-- ITEMS start --

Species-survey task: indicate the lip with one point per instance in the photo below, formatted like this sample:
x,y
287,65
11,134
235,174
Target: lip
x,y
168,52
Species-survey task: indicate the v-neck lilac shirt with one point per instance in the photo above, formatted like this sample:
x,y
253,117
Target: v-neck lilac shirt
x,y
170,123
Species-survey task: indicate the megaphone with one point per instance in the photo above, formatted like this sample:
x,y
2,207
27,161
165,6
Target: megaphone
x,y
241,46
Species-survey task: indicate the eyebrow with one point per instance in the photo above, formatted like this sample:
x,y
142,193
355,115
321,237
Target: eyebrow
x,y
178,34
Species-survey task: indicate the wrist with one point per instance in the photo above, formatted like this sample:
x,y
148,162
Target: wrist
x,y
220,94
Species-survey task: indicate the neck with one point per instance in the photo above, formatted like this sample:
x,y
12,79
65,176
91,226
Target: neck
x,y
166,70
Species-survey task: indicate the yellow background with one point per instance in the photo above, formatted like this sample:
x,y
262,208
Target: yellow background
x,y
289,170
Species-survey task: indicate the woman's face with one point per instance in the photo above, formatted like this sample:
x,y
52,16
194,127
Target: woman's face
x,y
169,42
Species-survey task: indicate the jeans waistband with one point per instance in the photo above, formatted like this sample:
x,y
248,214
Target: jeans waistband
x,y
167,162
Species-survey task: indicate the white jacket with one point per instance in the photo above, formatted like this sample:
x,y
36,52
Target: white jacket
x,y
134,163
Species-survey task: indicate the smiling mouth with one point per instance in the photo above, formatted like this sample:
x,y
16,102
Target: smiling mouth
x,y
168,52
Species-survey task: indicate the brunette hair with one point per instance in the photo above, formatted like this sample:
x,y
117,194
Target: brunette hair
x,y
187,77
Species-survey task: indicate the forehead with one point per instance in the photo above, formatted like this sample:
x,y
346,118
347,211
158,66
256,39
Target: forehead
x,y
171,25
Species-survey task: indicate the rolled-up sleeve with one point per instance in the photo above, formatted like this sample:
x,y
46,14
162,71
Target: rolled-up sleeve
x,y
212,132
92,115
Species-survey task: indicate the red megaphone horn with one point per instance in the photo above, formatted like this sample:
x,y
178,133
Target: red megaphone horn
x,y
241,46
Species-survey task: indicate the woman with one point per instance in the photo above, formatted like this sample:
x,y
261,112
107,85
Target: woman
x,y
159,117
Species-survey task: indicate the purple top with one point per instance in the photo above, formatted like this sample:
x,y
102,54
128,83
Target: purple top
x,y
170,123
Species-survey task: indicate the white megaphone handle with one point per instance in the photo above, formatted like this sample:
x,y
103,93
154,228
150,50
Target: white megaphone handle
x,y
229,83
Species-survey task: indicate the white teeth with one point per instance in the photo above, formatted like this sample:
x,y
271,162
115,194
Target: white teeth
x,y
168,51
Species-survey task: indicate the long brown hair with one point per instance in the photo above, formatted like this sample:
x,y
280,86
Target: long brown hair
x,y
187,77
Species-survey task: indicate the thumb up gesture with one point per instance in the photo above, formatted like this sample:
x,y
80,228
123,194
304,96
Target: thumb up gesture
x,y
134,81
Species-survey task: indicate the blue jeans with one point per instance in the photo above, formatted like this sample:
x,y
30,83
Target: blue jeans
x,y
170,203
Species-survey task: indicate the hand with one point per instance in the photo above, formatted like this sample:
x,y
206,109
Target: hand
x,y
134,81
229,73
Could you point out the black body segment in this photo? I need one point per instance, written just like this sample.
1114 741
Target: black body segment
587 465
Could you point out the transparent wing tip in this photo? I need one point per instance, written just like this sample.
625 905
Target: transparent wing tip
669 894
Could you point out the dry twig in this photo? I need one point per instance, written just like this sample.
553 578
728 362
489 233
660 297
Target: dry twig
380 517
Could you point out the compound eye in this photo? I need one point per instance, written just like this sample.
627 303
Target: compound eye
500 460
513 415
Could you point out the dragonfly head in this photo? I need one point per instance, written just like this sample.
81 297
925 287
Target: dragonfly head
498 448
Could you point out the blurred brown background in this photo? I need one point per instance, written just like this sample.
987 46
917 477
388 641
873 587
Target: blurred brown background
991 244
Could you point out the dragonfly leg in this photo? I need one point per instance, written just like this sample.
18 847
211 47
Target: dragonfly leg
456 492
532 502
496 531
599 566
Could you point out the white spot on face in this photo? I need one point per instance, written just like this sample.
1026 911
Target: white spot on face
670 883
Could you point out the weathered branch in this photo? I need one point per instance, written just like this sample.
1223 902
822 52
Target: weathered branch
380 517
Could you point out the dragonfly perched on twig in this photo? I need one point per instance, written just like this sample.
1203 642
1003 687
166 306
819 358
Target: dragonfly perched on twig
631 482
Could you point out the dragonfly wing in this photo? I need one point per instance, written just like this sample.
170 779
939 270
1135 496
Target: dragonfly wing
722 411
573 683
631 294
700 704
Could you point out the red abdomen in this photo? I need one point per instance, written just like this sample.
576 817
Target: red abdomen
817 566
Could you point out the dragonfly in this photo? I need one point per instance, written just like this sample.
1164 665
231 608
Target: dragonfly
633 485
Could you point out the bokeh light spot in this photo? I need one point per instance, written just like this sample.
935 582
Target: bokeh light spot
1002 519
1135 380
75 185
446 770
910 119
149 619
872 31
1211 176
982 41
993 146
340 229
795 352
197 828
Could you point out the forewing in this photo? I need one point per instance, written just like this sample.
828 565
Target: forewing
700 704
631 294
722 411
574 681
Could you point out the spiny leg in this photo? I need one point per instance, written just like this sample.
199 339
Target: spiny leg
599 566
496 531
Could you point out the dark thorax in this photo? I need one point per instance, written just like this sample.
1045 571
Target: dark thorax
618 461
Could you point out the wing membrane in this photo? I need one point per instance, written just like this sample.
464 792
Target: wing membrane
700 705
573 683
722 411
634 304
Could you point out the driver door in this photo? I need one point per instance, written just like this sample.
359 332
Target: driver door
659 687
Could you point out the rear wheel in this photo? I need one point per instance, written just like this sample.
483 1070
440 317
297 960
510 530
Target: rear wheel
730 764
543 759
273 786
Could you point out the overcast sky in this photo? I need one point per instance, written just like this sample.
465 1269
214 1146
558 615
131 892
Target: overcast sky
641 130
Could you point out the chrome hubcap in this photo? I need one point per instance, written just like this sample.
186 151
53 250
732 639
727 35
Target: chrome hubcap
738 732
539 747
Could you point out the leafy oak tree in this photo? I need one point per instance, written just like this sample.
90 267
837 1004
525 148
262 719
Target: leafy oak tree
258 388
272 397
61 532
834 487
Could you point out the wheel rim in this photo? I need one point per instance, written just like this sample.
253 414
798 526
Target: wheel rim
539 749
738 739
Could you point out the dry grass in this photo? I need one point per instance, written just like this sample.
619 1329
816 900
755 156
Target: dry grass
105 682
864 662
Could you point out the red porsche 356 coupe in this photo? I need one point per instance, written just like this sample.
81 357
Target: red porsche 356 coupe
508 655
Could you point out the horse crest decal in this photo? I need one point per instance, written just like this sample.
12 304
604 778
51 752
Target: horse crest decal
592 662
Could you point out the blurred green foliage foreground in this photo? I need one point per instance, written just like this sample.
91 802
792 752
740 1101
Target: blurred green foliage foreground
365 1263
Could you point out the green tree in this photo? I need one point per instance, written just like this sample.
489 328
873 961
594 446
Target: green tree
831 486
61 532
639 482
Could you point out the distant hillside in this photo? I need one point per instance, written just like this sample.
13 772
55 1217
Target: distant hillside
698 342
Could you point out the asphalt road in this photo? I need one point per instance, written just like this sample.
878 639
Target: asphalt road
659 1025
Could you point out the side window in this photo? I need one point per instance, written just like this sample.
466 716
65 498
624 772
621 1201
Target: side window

-- ITEMS end --

AIM → Rewrite the lines from the one containing "Could you point out the side" through the end of the items, changing "side window" to "rear window" wherever it occurs and keeping everything else the same.

FINISHED EXERCISE →
Could you point out the rear window in this photo? I need one point per instance, written just like this sample.
466 716
65 498
624 772
621 1201
Target: rear window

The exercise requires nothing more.